## begin Selected excerpt
Gordon steals and blows the layup, then Noc misses the follow-up, Seattle turns it over on the other end again...............

Basketball is being set back 30 years tonight


----------



## truebluefan (May 27, 2002)

Bulls 36%, Seattle 32%.


----------



## mizenkay (Dec 29, 2003)

both teams shooting horribly in the second.

gordon had an opportunity after the sonic turnover to DUNK it and he whifffffed with the layup.

kirk with the shooters touch for three.

33-24 chicago


----------



## ChiBron (Jun 24, 2002)

Kirk's having shooting troubles again. 3-10 so far. 3rd straight night where he's struggled to make shots.

Ben only 2-7 as well.


----------



## mizenkay (Dec 29, 2003)

i think kirk is leading the NBA with technicals. he has two on the season.



:raised_ey


----------



## ChiBron (Jun 24, 2002)

Our defensive intensity is def. there tonight.

And the Sonics really suck. Their shot selection is hideous.


----------



## ndistops (Oct 31, 2005)

Against Portland the Bulls actually shoot pretty decent and they lose.
## end Selected excerpt
## begin Data records
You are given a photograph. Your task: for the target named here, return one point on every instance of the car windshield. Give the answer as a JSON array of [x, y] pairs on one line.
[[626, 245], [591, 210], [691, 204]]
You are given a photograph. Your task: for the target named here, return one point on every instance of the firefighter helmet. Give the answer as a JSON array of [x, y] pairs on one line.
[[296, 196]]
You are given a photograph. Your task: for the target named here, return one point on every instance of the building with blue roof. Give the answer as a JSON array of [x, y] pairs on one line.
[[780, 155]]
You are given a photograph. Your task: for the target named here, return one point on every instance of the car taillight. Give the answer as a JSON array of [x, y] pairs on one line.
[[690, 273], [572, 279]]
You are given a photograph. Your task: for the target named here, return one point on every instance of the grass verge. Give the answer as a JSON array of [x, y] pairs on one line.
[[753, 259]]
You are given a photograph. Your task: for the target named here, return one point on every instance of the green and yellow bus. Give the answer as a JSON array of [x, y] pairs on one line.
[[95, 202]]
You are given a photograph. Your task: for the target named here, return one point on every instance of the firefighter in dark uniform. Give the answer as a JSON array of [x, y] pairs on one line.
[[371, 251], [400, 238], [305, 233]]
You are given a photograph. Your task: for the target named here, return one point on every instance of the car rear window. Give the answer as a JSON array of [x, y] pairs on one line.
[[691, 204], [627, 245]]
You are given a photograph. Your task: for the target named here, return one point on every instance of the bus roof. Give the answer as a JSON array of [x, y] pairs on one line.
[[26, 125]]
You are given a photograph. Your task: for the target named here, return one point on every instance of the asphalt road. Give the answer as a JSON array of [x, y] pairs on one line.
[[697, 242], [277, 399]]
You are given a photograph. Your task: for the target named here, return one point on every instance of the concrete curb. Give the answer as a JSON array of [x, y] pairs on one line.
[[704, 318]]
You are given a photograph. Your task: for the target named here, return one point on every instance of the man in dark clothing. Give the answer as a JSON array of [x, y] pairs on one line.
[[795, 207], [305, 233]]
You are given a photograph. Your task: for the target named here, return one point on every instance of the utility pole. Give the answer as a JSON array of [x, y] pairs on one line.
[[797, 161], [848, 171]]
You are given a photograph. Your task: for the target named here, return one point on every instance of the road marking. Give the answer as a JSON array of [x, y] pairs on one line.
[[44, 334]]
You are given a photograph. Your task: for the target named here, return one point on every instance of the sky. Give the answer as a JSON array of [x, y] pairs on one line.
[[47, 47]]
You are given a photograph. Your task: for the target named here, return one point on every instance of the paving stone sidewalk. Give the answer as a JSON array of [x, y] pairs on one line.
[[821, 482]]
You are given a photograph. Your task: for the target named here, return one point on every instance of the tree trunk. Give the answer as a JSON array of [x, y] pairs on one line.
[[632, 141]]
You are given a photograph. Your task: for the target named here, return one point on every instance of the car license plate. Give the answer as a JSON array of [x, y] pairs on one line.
## end Data records
• [Task requirements]
(1) Return the portion of the Bulls-Sonics game thread between "kirk with the" and "2-7 as well.", inclusive, word for word.
(2) Continue the Bulls-Sonics game thread from the point where it stops.

• [Answers given]
(1)
kirk with the shooters touch for three.

33-24 chicago


----------



## ChiBron (Jun 24, 2002)

Kirk's having shooting troubles again. 3-10 so far. 3rd straight night where he's struggled to make shots.

Ben only 2-7 as well.

(2)
Tonight they can't make anything and they're up 15 with a minute left in the half.

This team makes no sense sometimes.


----------



## SausageKingofChicago (Feb 14, 2005)

Noc stringing together another solid game 

He's been pretty solid/consistent for us the last few games


----------



## SausageKingofChicago (Feb 14, 2005)

Good to see Ben getting two plays going with Uncle Owen ( Songaila ) for the finish


----------



## mizenkay (Dec 29, 2003)

44-33 Bulls at the half.

songaila with a nice 16 footer. if he gets his confidence back that would bode well.


----------



## chifaninca (May 28, 2002)

Bulls got the lead with tough D, and running as a result of the D. Also, guys were going to the basket.

Let's hop they can close this one out tonight. We need a V.


----------



## kukoc4ever (Nov 20, 2002)

Good job by Sweets staying on the floor and snagging boards (plenty to go around in this mess).

Slow on D many times... but he's a net positive out there.


----------



## myELFboy (Jun 28, 2005)

well, this is embarrasing. The team came out flat. Ray Allen is playing selfish, can't hit a shot, & just looks awful. No one can hit a shot, no one is passing, no team ball. really ****ty game.


----------



## kukoc4ever (Nov 20, 2002)

Guh.

He got game.


----------



## ndistops (Oct 31, 2005)

11 point advantage pissed away in under five minutes.

I love this team!


----------



## ChiBron (Jun 24, 2002)

The offensive inconsistency of our guards is troubling to say the least. This can't go on for long if we want to be a playoff team.


----------



## ndistops (Oct 31, 2005)

Yup, the Sonics on an 18-3 run this quarter...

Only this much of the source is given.